Metrics

MESUR metrics: counts and networks.

MESUR investigates an array of possible impact metrics that includes not only frequency-based metrics (citation and hit counts), but also network-based metrics such as those employed in social network analysis and web search engines, e.g. Google’s PageRank uses the web hyperlink structure to rank web pages. To rank journals according to network-based metrics of impact, we need journal networks. Journal networks can be created by connecting individual journals on the basis of a chosen relationship.

Citation networks.

Doing so is relatively straightforward for a citation relationship as citation databases such as Thomson Scientific's Journal Citation Records list the number of citations that point from one journal to another. Each row in the list represents a connection between a given pair of journals, and the number of citations indicates the strength of their connection. A journal citation network results when all connections are taken into account. This approach has been extensively applied in other efforts to map science on the basis of journal citation data.

Usage networks.

Usage networks are created differently. Usage data is not expressed as a list of journal-to-journal connections, but as a flat, time-sequential list of article-level usage events from which journal connections must be derived. MESUR determines these journal connections using a process that is commonly employed by online recommender services such as Amazon.com and Netflix (i.e.~"you may also be interested in these items"). The assumption at the basis of these systems is that the degree to which any pair of items is related is a function of the frequency by which users jointly purchase, download, or access them. This relationship is known as usage co-occurrence, and it is used to create MESUR's journal usage networks. However, since the MESUR usage data doesn't identify individual users, usage co-occurrence was reformulated in terms of sessions, indicated by anonymized session identifiers: the degree of relationship between any pair of journals is a function of the frequency by which they are jointly accessed within user sessions. The figure above illustrates this process. Within a usage data set, usage events are grouped according to the session in which they occur. This allows determining how frequently a given pair of journals is accessed within the same session. This frequency determines the strength of the connection between this particular pair of journals. The connections thus extracted for each pair of journals can then be combined to form a journal usage network.

For the usage and citation networks in the MESUR databases, we have at this point calculated a preliminary set of different “impact” metrics as a proof of principle. We are expanding this initial set in our research program.

Some metrics are network-based, others are based on frequency. This is the list of names for the metrics we calculated organized by the general type of metric. Each metric is preceded by an abbreviation we commonly use in publication. Each metric, except the Thomson Scientific Impact Factor, was calculated for both MESUR’s usage and citation data, leading to a total of 23 usage-based metric, 23 citation-based metrics and the Thomson Scientific Impact Factor.

SUPPLIED DATA →
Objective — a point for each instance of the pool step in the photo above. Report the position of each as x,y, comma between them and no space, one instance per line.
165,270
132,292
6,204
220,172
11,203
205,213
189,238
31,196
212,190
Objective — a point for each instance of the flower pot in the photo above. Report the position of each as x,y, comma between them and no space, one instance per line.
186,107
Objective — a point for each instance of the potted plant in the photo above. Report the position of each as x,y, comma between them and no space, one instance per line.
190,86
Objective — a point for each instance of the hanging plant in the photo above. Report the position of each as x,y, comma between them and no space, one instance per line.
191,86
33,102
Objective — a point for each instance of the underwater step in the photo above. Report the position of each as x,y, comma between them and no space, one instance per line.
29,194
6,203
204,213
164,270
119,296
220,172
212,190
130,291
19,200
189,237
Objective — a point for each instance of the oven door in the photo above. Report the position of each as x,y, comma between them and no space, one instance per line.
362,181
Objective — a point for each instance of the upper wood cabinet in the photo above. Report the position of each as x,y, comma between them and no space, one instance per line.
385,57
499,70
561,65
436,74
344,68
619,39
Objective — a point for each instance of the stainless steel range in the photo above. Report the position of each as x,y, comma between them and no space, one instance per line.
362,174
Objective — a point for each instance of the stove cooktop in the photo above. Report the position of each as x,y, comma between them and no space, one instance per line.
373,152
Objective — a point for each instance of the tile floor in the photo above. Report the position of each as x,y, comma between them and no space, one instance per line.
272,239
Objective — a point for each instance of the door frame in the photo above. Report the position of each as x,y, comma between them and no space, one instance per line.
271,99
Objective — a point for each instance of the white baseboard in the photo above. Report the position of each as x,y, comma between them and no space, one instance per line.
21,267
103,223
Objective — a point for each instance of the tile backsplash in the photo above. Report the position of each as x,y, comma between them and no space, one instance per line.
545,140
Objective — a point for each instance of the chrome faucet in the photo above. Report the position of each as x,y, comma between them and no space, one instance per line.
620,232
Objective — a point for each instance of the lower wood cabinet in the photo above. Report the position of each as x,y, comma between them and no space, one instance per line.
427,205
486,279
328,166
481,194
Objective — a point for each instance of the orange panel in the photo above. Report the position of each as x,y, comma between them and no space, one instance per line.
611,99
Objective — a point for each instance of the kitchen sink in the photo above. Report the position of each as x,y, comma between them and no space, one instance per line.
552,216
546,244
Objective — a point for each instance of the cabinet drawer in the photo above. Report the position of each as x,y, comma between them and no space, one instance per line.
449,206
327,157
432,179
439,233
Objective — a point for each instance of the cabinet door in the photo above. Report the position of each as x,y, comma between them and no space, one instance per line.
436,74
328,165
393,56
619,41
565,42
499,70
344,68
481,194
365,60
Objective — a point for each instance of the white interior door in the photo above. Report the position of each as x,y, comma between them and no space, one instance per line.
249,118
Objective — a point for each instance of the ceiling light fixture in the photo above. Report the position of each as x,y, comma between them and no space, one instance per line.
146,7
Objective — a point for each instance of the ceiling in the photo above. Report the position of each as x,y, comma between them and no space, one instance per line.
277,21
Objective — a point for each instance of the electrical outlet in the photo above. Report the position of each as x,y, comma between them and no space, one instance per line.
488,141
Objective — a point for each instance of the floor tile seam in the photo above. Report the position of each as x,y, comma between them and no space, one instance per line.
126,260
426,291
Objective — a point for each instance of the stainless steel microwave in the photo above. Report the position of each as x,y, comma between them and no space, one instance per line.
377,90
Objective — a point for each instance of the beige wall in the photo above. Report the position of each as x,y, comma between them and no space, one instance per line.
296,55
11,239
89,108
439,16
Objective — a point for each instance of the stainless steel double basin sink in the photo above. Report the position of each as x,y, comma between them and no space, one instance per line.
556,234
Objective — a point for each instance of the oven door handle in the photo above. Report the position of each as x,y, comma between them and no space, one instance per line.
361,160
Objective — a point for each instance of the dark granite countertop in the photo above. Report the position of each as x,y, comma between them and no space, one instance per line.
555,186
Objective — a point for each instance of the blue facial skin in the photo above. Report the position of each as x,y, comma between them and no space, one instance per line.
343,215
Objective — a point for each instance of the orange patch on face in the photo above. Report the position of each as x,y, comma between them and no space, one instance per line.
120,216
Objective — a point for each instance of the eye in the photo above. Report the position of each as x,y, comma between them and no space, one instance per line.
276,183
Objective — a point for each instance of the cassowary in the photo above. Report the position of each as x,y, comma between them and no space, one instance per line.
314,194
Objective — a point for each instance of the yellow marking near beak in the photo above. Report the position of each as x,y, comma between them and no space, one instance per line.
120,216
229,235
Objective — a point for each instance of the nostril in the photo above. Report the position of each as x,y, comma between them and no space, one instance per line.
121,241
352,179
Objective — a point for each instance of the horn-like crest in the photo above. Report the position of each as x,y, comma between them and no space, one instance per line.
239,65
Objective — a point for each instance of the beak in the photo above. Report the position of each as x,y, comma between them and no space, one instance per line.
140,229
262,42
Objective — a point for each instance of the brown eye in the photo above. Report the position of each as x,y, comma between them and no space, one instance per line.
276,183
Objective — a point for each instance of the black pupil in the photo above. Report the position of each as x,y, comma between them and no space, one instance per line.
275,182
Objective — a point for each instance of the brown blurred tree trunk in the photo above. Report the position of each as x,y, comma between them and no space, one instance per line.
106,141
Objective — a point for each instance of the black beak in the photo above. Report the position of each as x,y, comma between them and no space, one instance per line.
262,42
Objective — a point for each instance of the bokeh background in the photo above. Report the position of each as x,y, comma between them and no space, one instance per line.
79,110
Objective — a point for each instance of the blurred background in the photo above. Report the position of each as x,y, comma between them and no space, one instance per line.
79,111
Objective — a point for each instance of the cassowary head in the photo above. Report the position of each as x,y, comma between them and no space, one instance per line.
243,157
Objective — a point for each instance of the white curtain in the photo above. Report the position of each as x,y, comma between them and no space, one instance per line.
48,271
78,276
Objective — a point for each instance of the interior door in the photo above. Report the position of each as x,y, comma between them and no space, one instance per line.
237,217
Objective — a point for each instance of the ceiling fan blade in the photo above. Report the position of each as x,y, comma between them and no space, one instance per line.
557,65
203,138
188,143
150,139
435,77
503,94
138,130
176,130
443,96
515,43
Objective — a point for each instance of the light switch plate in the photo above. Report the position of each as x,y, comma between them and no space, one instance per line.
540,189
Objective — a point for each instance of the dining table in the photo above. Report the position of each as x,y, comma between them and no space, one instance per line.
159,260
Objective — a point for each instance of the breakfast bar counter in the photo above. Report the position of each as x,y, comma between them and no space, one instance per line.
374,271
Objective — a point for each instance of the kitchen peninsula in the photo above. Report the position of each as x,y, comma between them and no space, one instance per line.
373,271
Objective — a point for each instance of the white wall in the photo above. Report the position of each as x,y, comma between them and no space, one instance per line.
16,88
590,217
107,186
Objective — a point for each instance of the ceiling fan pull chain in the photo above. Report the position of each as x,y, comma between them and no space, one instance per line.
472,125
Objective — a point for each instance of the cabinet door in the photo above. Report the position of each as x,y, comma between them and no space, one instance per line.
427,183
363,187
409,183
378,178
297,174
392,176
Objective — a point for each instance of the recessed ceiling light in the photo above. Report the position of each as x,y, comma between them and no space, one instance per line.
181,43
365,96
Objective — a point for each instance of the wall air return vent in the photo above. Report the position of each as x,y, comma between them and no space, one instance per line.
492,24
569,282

PROBLEMS AND TASKS →
#1 Which companies, apart from MESUR itself, does the MESUR metrics text name?
#2 Can you extend the MESUR metrics text onward from its final sentence?

EXERCISE ANSWERS →
#1 Google, Thomson Scientific, Amazon.com, Netflix

#2
Degree ~ popularity indicated by number of links/connections:

1) ID: In-degree (Number of links pointing to journal)

2) WID: Weighted In-Degree (Sum of link weights pointing to journal)

3) IE: In-Degree Entropy (Entropy of link weight distribution pointing to journal)

4) OD: Out-degree (Number of links pointing from journal)

5) WOD: Weighted Out-degree (Sum of link weights pointing from journal)

6) OE: Out-degree entropy (Entropy of link weight distribution pointing from journal)

7*) IF: Journal Impact Factor (Thomson Scientific’s Impact Factor)

Shortest Path ~ network distance and “power” positions:

8) UBW: Unweighted Betweenness centrality

Frequency by which journal sits on shortest path between any pair of journal,

shortest path calculation ignore link weights

9) WBW: Weighted Betweenness centrality

Frequency by which journal sits on shortest path between any pair of journal,

shortest path calculation takes into account link weights

10) UBW-UN: Unweighted Betweenness centrality un-normalized

Same as above, but frequency un-normalized by size of connected component

11) WBW-UN: Weighted Betweenness centrality un-normalized

Same as above, but shortest path calculation takes into account link weights

12) UCL: Unweighted Closeness centrality:

Average length of shortest path between journal and all other nodes,

calculation of shortest path does not take into account link weights

13) WCL: Weighted Closeness centrality

Same as above but shortest path calculation takes into account link weights

14) UCL-UN: Unweighted Closeness Un-normalized

Same as above, but un-normalized by size of connected component

15) WCL-UN: Weighted Closeness Un-normalized

Same as above but shortest path calculation takes into account link weights

16) UNM: Unweighted Newman’s “load”

Newman’s version of betweenness, also referred to as load. See Newman (2005), A measure of betweenness centrality based on random walk. Social Networks, 27(1), 39-54.)

Shortest paths do not take into account link weights.

17) WNM: Weighted Newman’s “load”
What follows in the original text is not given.